— start of Extract —

Passengers were inside the cabin watching the process, and one decided to film it with some commentary.
"The reason why I don’t fly with Spirit," the TikToker said. "I don’t care if it is aviation airplane tape or nothing, the fact that you have to tape the plane together and then you doing it while people are on the flight like we cannot see you."
"That’s the reason why I will not fly with Spirit, now Southwest I’ll do, but Spirit no sir," she continued. "After a while, they’re going to need a fresh new roll of tape, their tapes gonna lose all its stickiness, you flying all around the world and you got tape holding it together. Don’t even worry about it, I won’t be booking with you."
Many users in fact corrected her that speed tape was being used, and every airline has a roll of the very expensive item.
"We reached out to our Engineering team, and they confirmed that this is speed tape, and is safe and commonly used throughout the aviation industry," Michael Lopardi, a spokesperson for Spirit Airlines, said in an email to the Associated Press. "The use of speed tape is authorized by the aircraft manufacturer and our Engineering team, and meets all requirements for use set forth by the Federal Aviation Administration."
In a statement to the Associated Press, the FAA concurred that the tape is used "for temporary, minor repairs to nonstructural aircraft components."
The Associated Press contributed to this report. This story was reported from Los Angeles.

— end of Extract —

[Task description] Write out the speed tape text again, starting at the words "In a statement" and ending after "from Los Angeles.", and substitute "Federal Aviation Administration" for "FAA".

— start of Extracted information —

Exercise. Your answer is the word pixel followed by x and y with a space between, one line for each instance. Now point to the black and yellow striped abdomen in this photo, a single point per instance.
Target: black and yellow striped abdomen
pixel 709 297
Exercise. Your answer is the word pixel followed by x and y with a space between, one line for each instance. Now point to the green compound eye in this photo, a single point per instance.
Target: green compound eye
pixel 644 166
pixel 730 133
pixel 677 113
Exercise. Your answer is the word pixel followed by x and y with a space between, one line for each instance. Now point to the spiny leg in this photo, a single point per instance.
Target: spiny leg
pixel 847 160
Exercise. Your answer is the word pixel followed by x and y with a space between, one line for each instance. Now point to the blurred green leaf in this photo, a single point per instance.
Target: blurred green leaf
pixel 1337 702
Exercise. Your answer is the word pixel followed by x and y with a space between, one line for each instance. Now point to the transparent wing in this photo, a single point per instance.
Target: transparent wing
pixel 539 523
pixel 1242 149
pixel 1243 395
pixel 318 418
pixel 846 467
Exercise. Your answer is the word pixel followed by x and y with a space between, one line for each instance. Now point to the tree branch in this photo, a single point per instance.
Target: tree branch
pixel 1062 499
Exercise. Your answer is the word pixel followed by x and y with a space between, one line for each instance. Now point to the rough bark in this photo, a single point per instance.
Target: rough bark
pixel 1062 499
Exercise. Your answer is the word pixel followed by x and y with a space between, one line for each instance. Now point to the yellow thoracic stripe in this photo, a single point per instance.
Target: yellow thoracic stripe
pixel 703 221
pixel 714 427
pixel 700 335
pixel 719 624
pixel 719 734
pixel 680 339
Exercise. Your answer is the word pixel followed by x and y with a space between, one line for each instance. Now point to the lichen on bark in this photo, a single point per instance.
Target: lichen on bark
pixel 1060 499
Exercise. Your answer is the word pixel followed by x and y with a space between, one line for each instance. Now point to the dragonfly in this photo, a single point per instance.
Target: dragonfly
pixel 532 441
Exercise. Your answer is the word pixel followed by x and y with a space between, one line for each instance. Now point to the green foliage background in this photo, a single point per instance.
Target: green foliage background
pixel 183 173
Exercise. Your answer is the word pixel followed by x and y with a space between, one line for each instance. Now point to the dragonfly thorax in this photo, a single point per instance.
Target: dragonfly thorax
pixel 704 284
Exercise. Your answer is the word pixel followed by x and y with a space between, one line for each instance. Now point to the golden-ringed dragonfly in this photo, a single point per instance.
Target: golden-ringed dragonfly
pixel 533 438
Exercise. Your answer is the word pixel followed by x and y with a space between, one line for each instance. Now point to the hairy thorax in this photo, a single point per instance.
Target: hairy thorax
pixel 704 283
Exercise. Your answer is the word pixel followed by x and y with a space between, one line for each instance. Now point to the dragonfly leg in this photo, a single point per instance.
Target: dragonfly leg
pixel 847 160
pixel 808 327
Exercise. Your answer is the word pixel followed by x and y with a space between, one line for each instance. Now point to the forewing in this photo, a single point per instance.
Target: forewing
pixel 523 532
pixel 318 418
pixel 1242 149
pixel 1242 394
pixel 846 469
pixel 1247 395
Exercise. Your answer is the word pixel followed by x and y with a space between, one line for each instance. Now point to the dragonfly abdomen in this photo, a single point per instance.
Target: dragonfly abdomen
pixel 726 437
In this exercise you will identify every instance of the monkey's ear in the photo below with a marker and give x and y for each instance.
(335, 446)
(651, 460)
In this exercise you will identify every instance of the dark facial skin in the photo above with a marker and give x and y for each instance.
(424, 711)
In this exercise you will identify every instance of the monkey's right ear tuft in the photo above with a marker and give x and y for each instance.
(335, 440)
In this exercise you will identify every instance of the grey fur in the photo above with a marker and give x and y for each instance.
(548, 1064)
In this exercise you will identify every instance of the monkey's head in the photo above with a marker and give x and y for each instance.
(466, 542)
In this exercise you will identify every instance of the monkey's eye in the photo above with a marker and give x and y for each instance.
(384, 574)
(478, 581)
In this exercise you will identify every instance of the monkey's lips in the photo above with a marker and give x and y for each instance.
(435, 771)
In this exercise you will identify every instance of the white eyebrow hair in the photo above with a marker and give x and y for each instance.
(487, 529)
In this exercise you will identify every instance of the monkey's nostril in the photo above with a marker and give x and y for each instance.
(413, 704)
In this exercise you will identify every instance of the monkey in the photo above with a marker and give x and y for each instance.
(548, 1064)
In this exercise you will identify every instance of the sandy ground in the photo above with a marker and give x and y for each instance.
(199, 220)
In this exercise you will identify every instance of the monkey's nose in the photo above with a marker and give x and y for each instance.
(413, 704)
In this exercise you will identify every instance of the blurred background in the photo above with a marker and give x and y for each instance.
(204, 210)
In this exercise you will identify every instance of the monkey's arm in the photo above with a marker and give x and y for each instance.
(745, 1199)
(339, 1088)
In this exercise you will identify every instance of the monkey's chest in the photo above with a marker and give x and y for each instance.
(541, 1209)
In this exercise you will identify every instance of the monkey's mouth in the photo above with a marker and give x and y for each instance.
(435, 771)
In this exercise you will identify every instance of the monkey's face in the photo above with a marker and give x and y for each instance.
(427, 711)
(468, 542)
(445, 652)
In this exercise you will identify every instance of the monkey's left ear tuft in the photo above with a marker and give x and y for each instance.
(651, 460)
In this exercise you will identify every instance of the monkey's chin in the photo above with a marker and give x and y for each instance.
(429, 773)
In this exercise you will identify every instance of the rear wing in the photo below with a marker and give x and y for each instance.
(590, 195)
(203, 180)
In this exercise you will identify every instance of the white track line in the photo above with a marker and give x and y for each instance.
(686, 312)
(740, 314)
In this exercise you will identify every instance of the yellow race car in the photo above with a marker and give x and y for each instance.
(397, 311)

— end of Extracted information —

[Finished answer]
In a statement to the Associated Press, the Federal Aviation Administration concurred that the tape is used "for temporary, minor repairs to nonstructural aircraft components."
The Associated Press contributed to this report. This story was reported from Los Angeles.